Quoted passage:
········

SAN FRANCISCO (Reuters) - A team of security experts may seek to restore and improve a popular computer encryption system after its developers mysteriously shut it down, claiming “unfixed security issues,” a leader of the effort told Reuters on Thursday.
TrueCrypt, one of a number of programs that encrypt all of a user’s hard drive, had gained popularity after fugitive former National Security Agency contractor Edward Snowden praised it and law enforcement officials complained of their inability to crack it.
The software’s code has been publicly available for years, but its developers have not spoken publicly and their true identities are unclear. After Snowden’s revelations, supporters contributed some $70,000 to an effort to verify the security of the code.
TrueCrypt had passed the earliest testing, so it shocked many technologists Wednesday when the TrueCrypt website announced it would discontinue encryption support and urged users to move to rival software.
“WARNING: Using TrueCrypt is not secure as it may contain unfixed security issues,” the notice said.“You should migrate any data encrypted by TrueCrypt to encrypted disks or virtual disk images.”

········

Source material:
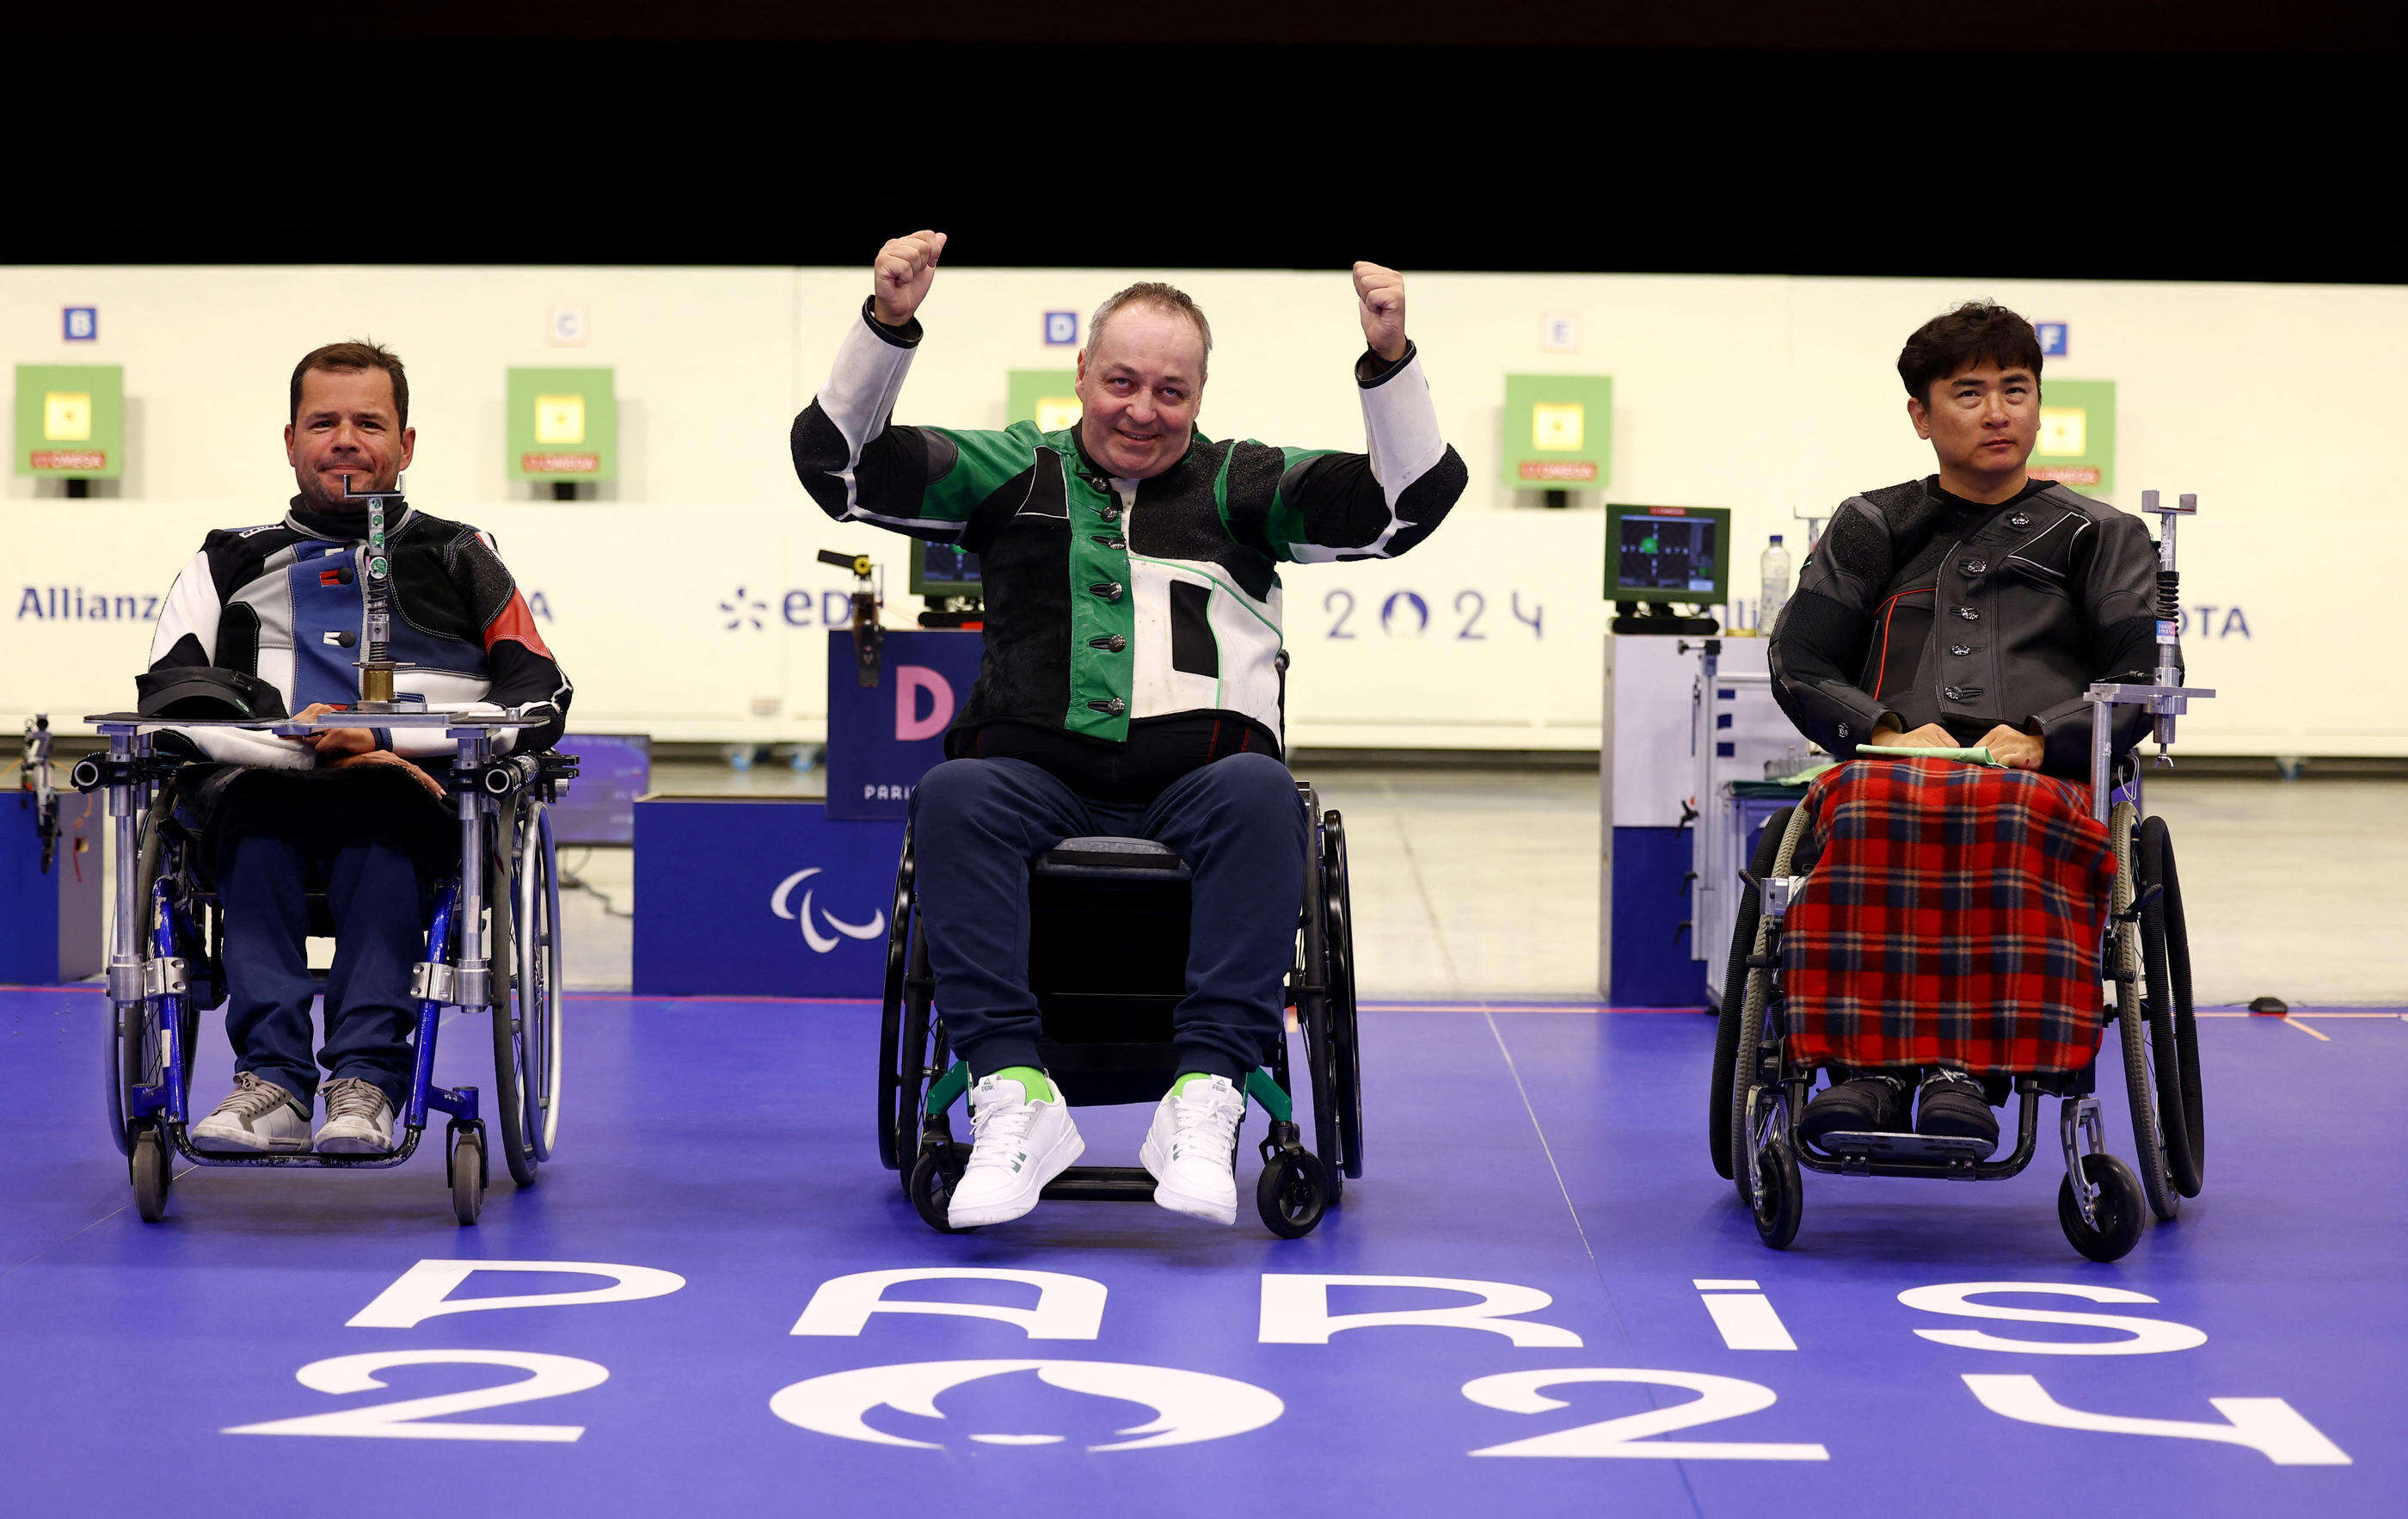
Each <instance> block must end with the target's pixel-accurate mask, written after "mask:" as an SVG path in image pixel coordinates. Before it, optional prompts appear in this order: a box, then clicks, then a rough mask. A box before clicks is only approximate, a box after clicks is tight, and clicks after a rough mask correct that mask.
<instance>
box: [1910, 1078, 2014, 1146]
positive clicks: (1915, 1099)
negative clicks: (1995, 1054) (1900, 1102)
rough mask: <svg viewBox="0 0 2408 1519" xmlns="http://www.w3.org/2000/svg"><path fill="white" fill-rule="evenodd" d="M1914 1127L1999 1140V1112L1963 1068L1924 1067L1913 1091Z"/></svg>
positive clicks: (1955, 1134) (1985, 1138) (1979, 1084)
mask: <svg viewBox="0 0 2408 1519" xmlns="http://www.w3.org/2000/svg"><path fill="white" fill-rule="evenodd" d="M1914 1131H1917V1134H1931V1136H1943V1139H1979V1141H1987V1143H1999V1115H1996V1112H1991V1110H1989V1098H1987V1095H1984V1093H1982V1083H1979V1081H1977V1078H1972V1076H1967V1074H1965V1071H1926V1074H1924V1083H1922V1088H1917V1093H1914Z"/></svg>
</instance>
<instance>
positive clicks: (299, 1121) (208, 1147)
mask: <svg viewBox="0 0 2408 1519" xmlns="http://www.w3.org/2000/svg"><path fill="white" fill-rule="evenodd" d="M193 1143H195V1146H197V1148H205V1151H306V1148H308V1107H303V1105H301V1098H296V1095H291V1093H289V1091H284V1088H282V1086H277V1083H275V1081H260V1078H258V1076H253V1074H250V1071H236V1076H234V1091H231V1093H226V1100H224V1103H219V1105H217V1107H214V1110H212V1112H209V1117H205V1119H200V1122H197V1124H193Z"/></svg>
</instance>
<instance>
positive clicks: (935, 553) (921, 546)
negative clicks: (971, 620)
mask: <svg viewBox="0 0 2408 1519" xmlns="http://www.w3.org/2000/svg"><path fill="white" fill-rule="evenodd" d="M910 595H915V597H975V595H980V583H978V554H970V551H968V549H956V546H954V544H927V542H920V539H913V546H910Z"/></svg>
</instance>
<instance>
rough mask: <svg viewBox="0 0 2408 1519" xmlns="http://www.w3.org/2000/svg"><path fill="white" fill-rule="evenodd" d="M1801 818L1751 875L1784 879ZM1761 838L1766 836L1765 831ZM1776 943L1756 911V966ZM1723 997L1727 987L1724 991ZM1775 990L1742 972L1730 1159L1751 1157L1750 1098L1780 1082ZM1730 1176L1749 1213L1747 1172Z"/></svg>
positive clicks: (1763, 922)
mask: <svg viewBox="0 0 2408 1519" xmlns="http://www.w3.org/2000/svg"><path fill="white" fill-rule="evenodd" d="M1804 826H1806V818H1804V814H1799V809H1794V806H1792V809H1789V814H1787V821H1784V823H1782V831H1780V840H1782V843H1780V847H1777V850H1775V852H1772V869H1770V871H1755V874H1758V876H1767V874H1770V876H1787V874H1789V859H1792V855H1796V845H1799V835H1801V833H1804ZM1765 838H1767V840H1770V838H1772V831H1770V828H1765ZM1777 944H1780V929H1777V924H1775V922H1772V920H1767V917H1763V915H1760V912H1758V922H1755V956H1753V958H1758V961H1763V958H1770V956H1772V951H1775V946H1777ZM1724 997H1729V987H1724ZM1777 999H1780V985H1777V982H1775V977H1772V970H1770V968H1748V975H1746V992H1743V994H1741V999H1739V1035H1736V1040H1734V1045H1731V1107H1729V1141H1727V1143H1729V1151H1727V1155H1729V1158H1731V1160H1736V1158H1739V1155H1753V1153H1755V1146H1758V1136H1755V1134H1753V1122H1751V1119H1753V1103H1751V1095H1765V1098H1770V1093H1772V1088H1775V1083H1777V1081H1780V1038H1777V1030H1780V1004H1777ZM1767 1030H1772V1033H1775V1040H1772V1050H1770V1059H1767V1047H1765V1033H1767ZM1731 1170H1734V1172H1736V1175H1734V1177H1731V1182H1734V1184H1736V1187H1739V1201H1741V1204H1746V1206H1748V1208H1755V1189H1753V1187H1751V1184H1748V1172H1746V1168H1743V1165H1731Z"/></svg>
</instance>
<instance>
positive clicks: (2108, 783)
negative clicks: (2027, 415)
mask: <svg viewBox="0 0 2408 1519" xmlns="http://www.w3.org/2000/svg"><path fill="white" fill-rule="evenodd" d="M2194 501H2196V498H2191V496H2184V498H2182V506H2177V508H2160V506H2158V493H2155V491H2148V493H2146V496H2143V510H2153V513H2160V518H2162V520H2165V530H2162V544H2160V563H2162V573H2160V575H2158V583H2160V592H2158V595H2160V607H2158V619H2160V621H2158V628H2160V633H2158V643H2160V669H2158V681H2155V684H2150V686H2126V684H2105V681H2102V684H2095V686H2090V688H2088V691H2085V696H2088V701H2090V715H2093V734H2095V741H2093V756H2090V806H2093V816H2097V818H2102V821H2105V823H2107V835H2109V843H2112V847H2114V864H2117V874H2114V898H2112V903H2109V908H2112V910H2109V917H2107V932H2105V944H2102V946H2100V958H2097V963H2100V973H2102V977H2105V980H2107V982H2109V985H2112V992H2114V994H2112V999H2109V1004H2107V1009H2105V1018H2107V1021H2109V1023H2114V1026H2117V1035H2119V1045H2121V1059H2124V1091H2126V1098H2129V1107H2131V1131H2133V1148H2136V1151H2138V1165H2141V1170H2138V1177H2136V1175H2133V1170H2131V1168H2126V1165H2124V1163H2121V1160H2117V1158H2114V1155H2109V1153H2107V1139H2105V1124H2102V1119H2100V1100H2097V1062H2095V1059H2093V1062H2090V1064H2085V1066H2083V1069H2078V1071H2064V1074H2015V1071H1989V1074H1982V1076H1984V1086H1989V1098H1991V1103H1999V1100H2003V1098H2006V1095H2008V1091H2011V1093H2013V1095H2015V1100H2018V1117H2015V1146H2013V1151H2011V1153H2008V1155H2006V1158H2003V1160H1994V1158H1991V1155H1994V1153H1996V1148H1994V1146H1991V1143H1989V1141H1982V1139H1953V1136H1924V1134H1890V1131H1878V1134H1876V1131H1847V1134H1825V1136H1823V1143H1820V1146H1818V1143H1813V1141H1808V1139H1806V1136H1804V1134H1801V1131H1799V1117H1801V1115H1804V1110H1806V1103H1808V1098H1811V1095H1813V1091H1816V1076H1818V1071H1816V1069H1813V1066H1804V1064H1799V1062H1794V1059H1789V1057H1787V1050H1784V1001H1782V920H1784V915H1787V910H1789V903H1792V900H1794V898H1796V893H1799V888H1804V883H1806V879H1808V876H1801V874H1792V857H1794V852H1796V850H1799V843H1801V838H1804V833H1806V818H1804V814H1801V811H1799V809H1796V806H1792V809H1784V811H1780V814H1775V818H1772V821H1770V823H1767V826H1765V833H1763V838H1760V843H1758V847H1755V857H1753V859H1751V867H1748V871H1746V888H1743V893H1741V908H1739V922H1736V924H1734V934H1731V958H1729V970H1727V973H1724V982H1722V985H1724V997H1722V1009H1719V1026H1717V1035H1714V1071H1712V1088H1710V1095H1707V1143H1710V1153H1712V1160H1714V1172H1717V1175H1722V1177H1727V1180H1731V1182H1736V1187H1739V1201H1741V1206H1746V1208H1748V1213H1751V1216H1753V1220H1755V1233H1758V1237H1760V1240H1763V1242H1765V1245H1770V1247H1772V1249H1787V1247H1789V1242H1792V1240H1796V1233H1799V1218H1801V1213H1804V1189H1801V1177H1799V1168H1806V1170H1818V1172H1830V1175H1854V1177H1941V1180H1975V1182H1987V1180H2003V1177H2013V1175H2018V1172H2023V1168H2025V1165H2030V1160H2032V1151H2035V1148H2037V1139H2040V1098H2042V1095H2052V1098H2056V1100H2059V1107H2056V1115H2059V1143H2061V1148H2064V1158H2066V1177H2064V1182H2061V1184H2059V1189H2056V1220H2059V1225H2061V1228H2064V1233H2066V1240H2068V1242H2071V1245H2073V1247H2076V1249H2078V1252H2083V1254H2085V1257H2090V1259H2093V1261H2117V1259H2124V1254H2126V1252H2131V1247H2133V1245H2138V1242H2141V1230H2143V1228H2146V1223H2148V1218H2150V1216H2155V1218H2160V1220H2167V1218H2174V1216H2177V1211H2179V1208H2182V1199H2186V1196H2199V1192H2201V1187H2203V1180H2206V1119H2203V1112H2206V1107H2203V1091H2201V1078H2199V1040H2196V1023H2194V1013H2191V946H2189V932H2186V927H2184V917H2182V879H2179V876H2177V871H2174V843H2172V838H2170V835H2167V828H2165V818H2158V816H2143V814H2141V763H2138V756H2121V758H2117V756H2114V753H2112V741H2114V739H2112V708H2114V705H2141V708H2148V710H2150V713H2153V717H2155V737H2158V746H2160V758H2162V756H2165V746H2167V744H2170V741H2172V737H2174V717H2177V715H2182V713H2184V710H2186V703H2189V701H2191V698H2206V696H2215V693H2213V691H2203V688H2189V686H2182V681H2179V674H2177V672H2179V662H2177V655H2179V645H2177V643H2174V638H2177V631H2179V626H2182V623H2179V611H2177V604H2174V520H2172V518H2174V515H2186V513H2191V510H2196V506H2194ZM2102 1033H2105V1030H2102Z"/></svg>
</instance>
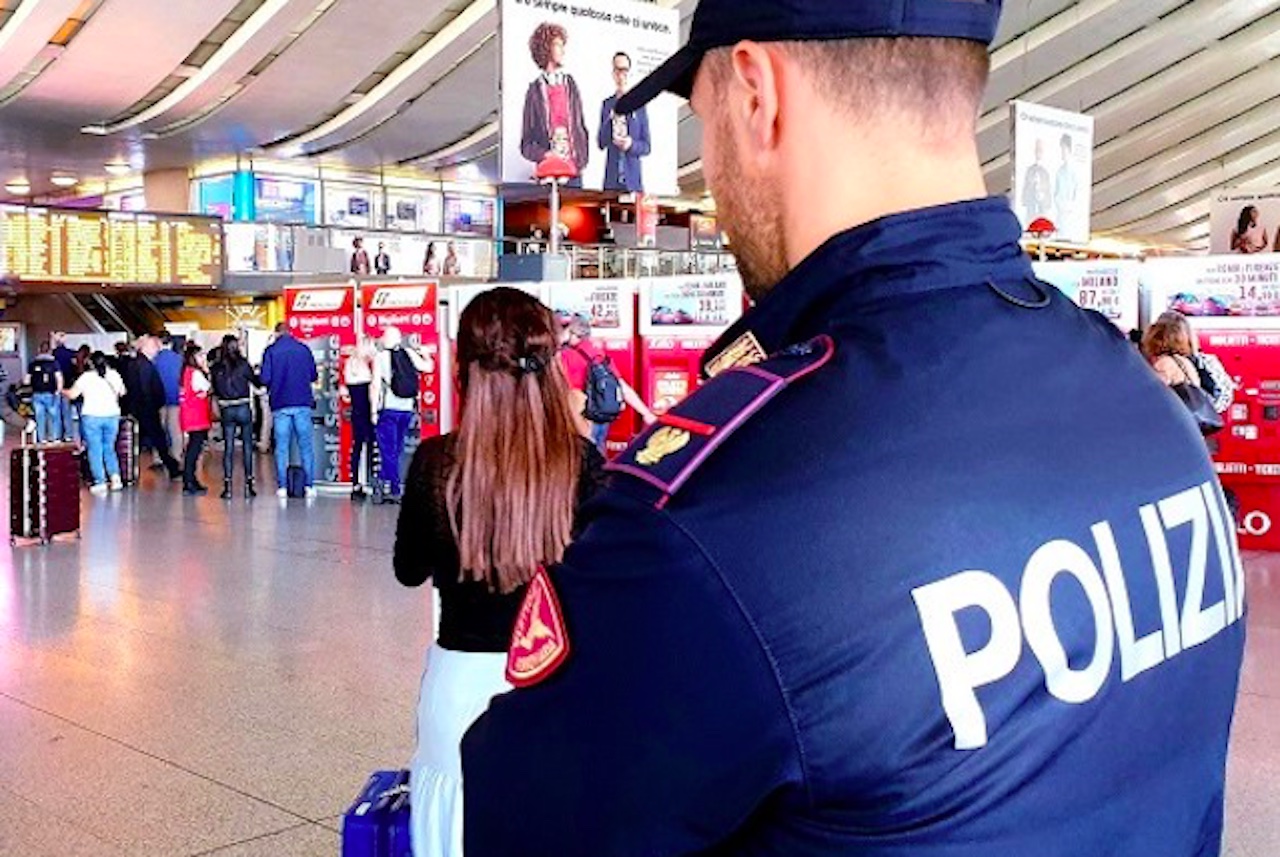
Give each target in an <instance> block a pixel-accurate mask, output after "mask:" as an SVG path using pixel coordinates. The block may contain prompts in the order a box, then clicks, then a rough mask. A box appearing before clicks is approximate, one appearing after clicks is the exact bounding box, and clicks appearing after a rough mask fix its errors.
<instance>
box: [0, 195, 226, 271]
mask: <svg viewBox="0 0 1280 857" xmlns="http://www.w3.org/2000/svg"><path fill="white" fill-rule="evenodd" d="M0 278H5V279H9V278H15V279H18V280H19V281H23V280H26V281H31V283H56V284H86V285H100V284H106V285H159V287H173V285H178V287H219V285H221V284H223V221H221V220H219V219H218V217H202V216H197V215H152V214H133V212H124V211H90V210H79V208H49V207H38V208H37V207H26V206H12V205H0Z"/></svg>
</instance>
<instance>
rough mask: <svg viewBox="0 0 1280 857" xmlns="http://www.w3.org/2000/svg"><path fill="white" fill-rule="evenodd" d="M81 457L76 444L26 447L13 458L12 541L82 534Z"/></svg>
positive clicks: (15, 542) (10, 537) (9, 468)
mask: <svg viewBox="0 0 1280 857" xmlns="http://www.w3.org/2000/svg"><path fill="white" fill-rule="evenodd" d="M79 487H81V486H79V457H78V455H77V454H76V445H74V444H45V445H40V446H22V448H19V449H15V450H13V453H10V458H9V544H10V545H14V544H17V542H18V540H19V539H35V540H40V542H41V544H45V545H47V544H49V540H50V539H52V537H54V536H60V535H64V533H76V535H79Z"/></svg>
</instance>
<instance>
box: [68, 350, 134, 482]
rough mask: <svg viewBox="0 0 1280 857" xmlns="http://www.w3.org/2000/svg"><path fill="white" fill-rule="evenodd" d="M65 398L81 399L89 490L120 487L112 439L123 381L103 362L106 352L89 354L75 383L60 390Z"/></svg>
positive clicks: (115, 453)
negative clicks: (83, 368) (87, 449)
mask: <svg viewBox="0 0 1280 857" xmlns="http://www.w3.org/2000/svg"><path fill="white" fill-rule="evenodd" d="M63 395H64V397H65V399H67V400H68V402H74V400H76V399H81V400H82V405H81V435H82V436H83V439H84V444H86V446H87V448H88V467H90V472H91V473H92V475H93V486H92V487H91V489H90V491H91V492H93V494H99V495H101V494H106V492H108V491H109V490H110V491H119V490H120V489H123V487H124V482H123V481H122V480H120V458H119V455H118V454H116V452H115V440H116V437H118V435H119V434H120V398H122V397H123V395H124V381H123V380H122V379H120V375H119V373H118V372H116V371H115V370H114V368H111V367H110V366H109V365H108V362H106V354H104V353H102V352H95V353H93V354H92V356H91V357H90V368H88V370H87V371H84V372H82V373H81V375H79V377H77V379H76V384H73V385H72V388H70V389H69V390H65V391H64V393H63Z"/></svg>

········

Apply what you read:
1. Translate this sentence from the TrueCrypt article into Spanish: "The software’s code has been publicly available for years, but its developers have not spoken publicly and their true identities are unclear."
2. According to the TrueCrypt article, how much money did supporters contribute to the effort to verify the security of the code?
3. Carry on the TrueCrypt article from its last sentence, keeping its style.

Responses by task:
1. El código del software ha estado disponible públicamente durante años, pero sus desarrolladores no han hablado en público y sus verdaderas identidades no están claras.

2. Some $70,000.

3.
Speculation has mounted over the cause of the reversal, with some suggesting that the developers had tired of the decade-long project and others guessing that U.S. authorities had demanded a back-door key from the programmers, as happened with anonymous email provider Lavabit.
As that debate raged Thursday, an audit team funded by the $70,000 was preparing to announce that it would continue its quest to determine the security of TrueCrypt and would seek to fix legal issues with the license to the code, said Matthew Green, a Johns Hopkins University cryptography professor helping lead the effort.
If the license issues are resolved, the group could continue to develop and improve the software, though Green said “we’re not going to commit to a `fork’ yet.” A fork is a split in development, where code can be steered in a new direction.